__YOUR ASSIGNMENT__. The reply to the records below should contain exactly the lines from the line with "x=270, y=139" through the line with "x=293, y=41", and nothing besides.

__PROVIDED INFORMATION__.
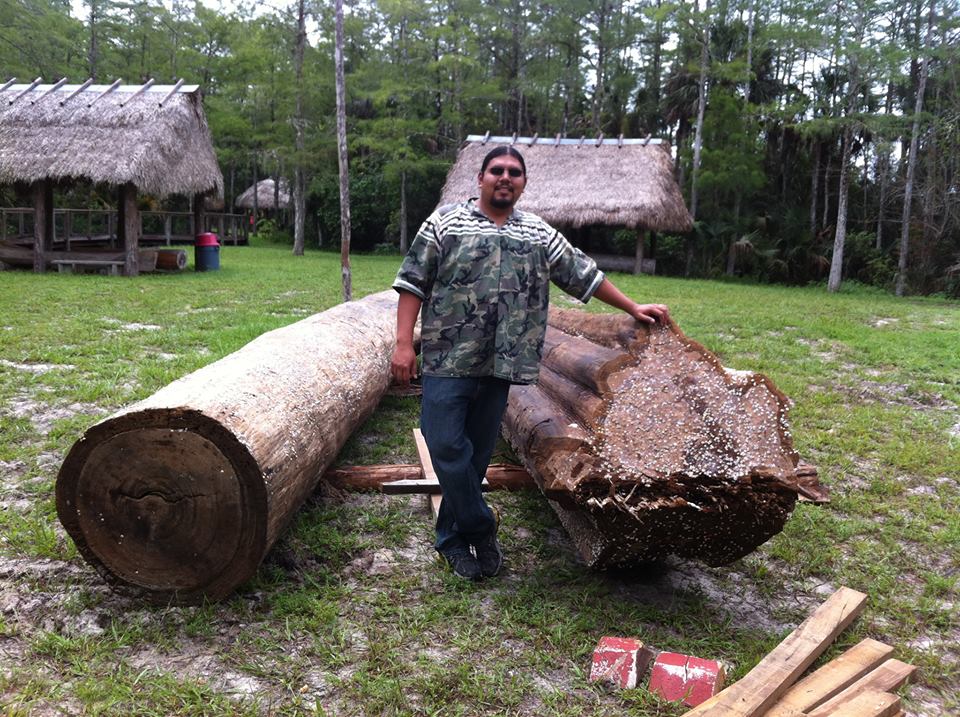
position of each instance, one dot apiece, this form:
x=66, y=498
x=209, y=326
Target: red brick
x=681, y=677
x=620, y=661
==
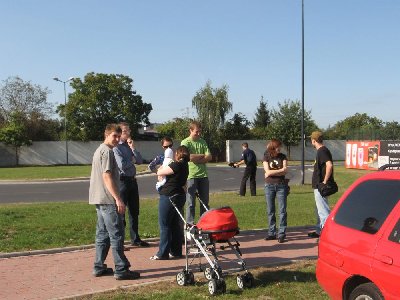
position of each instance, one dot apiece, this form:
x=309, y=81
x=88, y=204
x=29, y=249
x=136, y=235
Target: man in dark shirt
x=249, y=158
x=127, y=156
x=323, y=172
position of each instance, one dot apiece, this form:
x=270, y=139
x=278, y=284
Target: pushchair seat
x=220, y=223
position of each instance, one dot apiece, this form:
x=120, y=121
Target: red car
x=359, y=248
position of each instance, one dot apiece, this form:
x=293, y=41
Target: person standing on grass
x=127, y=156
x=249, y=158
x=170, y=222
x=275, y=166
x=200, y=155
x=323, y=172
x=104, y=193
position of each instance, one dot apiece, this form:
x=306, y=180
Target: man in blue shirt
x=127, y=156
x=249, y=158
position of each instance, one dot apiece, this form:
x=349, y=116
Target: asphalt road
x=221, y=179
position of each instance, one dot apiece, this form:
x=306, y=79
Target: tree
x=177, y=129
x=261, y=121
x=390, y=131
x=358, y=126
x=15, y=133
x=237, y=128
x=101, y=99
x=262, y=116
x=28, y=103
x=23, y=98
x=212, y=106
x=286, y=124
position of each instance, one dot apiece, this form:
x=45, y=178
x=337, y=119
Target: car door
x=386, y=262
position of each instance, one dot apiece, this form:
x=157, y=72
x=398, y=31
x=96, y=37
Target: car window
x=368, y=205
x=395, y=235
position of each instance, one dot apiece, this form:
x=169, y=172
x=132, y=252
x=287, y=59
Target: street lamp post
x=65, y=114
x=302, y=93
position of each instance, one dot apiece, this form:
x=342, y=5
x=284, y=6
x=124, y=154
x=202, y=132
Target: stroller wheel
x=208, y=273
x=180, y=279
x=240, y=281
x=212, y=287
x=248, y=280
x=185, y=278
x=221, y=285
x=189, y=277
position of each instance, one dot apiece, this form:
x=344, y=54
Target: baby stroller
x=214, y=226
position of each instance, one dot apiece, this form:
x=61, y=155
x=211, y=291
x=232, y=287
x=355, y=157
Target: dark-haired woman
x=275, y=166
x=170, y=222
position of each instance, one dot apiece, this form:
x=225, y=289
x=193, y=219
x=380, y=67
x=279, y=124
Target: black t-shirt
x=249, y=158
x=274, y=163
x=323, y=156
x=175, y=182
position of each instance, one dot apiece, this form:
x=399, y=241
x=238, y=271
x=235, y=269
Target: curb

__EXPECTED ANSWER__.
x=270, y=139
x=278, y=284
Target: pushchair seat
x=220, y=223
position of each instance, one dot apiece, this form:
x=120, y=121
Target: red car
x=359, y=248
position of each instance, one dot apiece, this form:
x=293, y=41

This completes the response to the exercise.